* **QUOTED PASSAGE**:

------------------------

We are producing dependent-instant-gratification-parasites. These ungrateful, immature and unhappy children are becoming the norm. They are not equipped to function in the real world.

Laziness is epidemic. It is not due to faulty genes but to a lack of motivation to do anything. The more their appetite for expensive items and activities is fed, the more dissatisfied they become. They care little for others except to manipulate someone into satisfying a momentary whim. “Getting over” on an authority figure is a fun game that takes no physical effort and little mental effort. Any enthusiasm is sparked in the child from passively receiving whatever they want not by contributing to others.

Modern children recognize the attitude of looking down on others is seen by their peers as acting “cool”. Their brand name possessions and gaming skills, not their abilities, are the way they define themselves. They are preoccupied with acknowledgement from their friends, not with winning favor from adults in order to join the mainstream world.

The lifestyle of today’s children is like a perpetual “all inclusive resort” where the dedicated adults function to fulfill the members desire. The logos, jewelry, iPods, the latest video, money and most importantly having adults who are willing to provide them with riches and place them on a pedestal gives them a false superior attitude. Everyone and everything is beneath them. They cannot get any satisfaction.

The more despondent they act, the more their loved ones are supposed to bribe them with the next diversion. The greater the lack of enthusiasm for being alive the children demonstrate, the more they are coddled by their parents .

The problem with being lazy occurs when the “parent valets” stop doing for the child what he should be doing for himself. The lack of preparation in doing simple chores, organizing his time, setting goals, working towards them and learning perseverance leaves the child helpless and often hopeless to become a successful adult.

In our modern culture, it is cool and easy for children to be lazy. There is no reason for any person to want to be industrious if their every wish is met by their command. Children are conditioned by doting parents to appear they are working hard when they are hardly working.

------------------------

* **REQUIRED ACTIONS**:
1 > According to the essay on lazy children, what is the lifestyle of today's children like?
2 > Write the next part of the essay on lazy children, starting after its final sentence.
The data that comes next is separate material and has no connection to the essay on lazy children.

* **SUPPLIED INFORMATION**:
------------------------

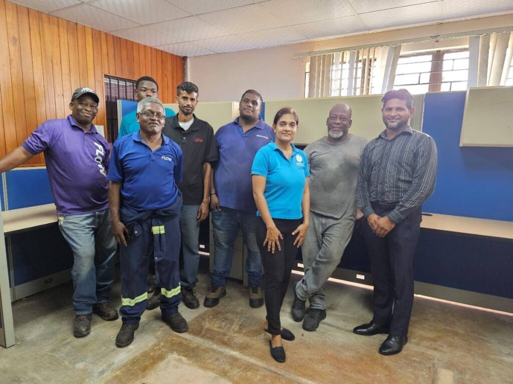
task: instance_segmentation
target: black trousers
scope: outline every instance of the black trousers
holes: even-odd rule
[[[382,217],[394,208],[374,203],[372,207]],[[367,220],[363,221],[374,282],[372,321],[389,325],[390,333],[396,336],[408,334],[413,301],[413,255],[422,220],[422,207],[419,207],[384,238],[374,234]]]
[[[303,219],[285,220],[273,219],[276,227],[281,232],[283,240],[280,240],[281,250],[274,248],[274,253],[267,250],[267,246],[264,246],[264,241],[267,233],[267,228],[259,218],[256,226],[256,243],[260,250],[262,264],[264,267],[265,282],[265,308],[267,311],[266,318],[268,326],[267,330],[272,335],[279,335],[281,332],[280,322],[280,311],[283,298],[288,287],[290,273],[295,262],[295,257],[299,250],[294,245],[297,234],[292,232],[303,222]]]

------------------------

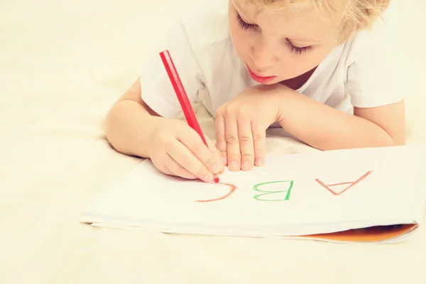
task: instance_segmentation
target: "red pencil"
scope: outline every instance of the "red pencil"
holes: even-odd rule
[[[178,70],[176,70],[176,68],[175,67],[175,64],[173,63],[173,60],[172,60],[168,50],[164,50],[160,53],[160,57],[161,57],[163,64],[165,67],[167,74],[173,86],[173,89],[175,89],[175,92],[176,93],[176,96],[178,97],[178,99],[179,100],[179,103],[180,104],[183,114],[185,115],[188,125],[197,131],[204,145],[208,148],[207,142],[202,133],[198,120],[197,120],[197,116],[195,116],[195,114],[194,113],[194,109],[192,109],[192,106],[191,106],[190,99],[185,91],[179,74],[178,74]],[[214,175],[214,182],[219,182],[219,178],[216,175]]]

------------------------

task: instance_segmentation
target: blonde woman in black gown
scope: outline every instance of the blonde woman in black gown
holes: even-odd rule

------------------------

* **TASK RESULTS**:
1 > It is like a perpetual "all inclusive resort" where dedicated adults function to fulfill the members' desires.

2 >
The adage telling that “if you want something done, give it to a busy person” not to an idle one is as true today as in the past. Parents, teachers and all authority figures can assist children to become doers instead of fakers. Moving a child from a lazy state to an enthusiastic, live state can be accomplished by the following:

  • Stop negotiating with your child.
  • Recognize you are acting like a servant to your child and tell them “I did this when I was your age so it is time for you to do it now.”
  • Assist your child to become a self- competent, independent person.
  • Increase your expectations for your child to motivate them to complete the checklist of things necessary to become an adult.
  • Enforce time limits for homework and chores.
  • Demand your child always act appropriately, greet everyone with a cheerful demeanor and be a contributing family member.
  • Institute a policy of the child earning everything he gets.
  • Teach the child to delay gratification and increase frustration tolerance by encouraging them to solve their own problems with as little help as warranted.

Encourage your child in every way to grow up. Teach your children to help themselves rather than doing everything for them. This will allow them to outgrow their debilitating laziness that has become fashionable in our affluent nation.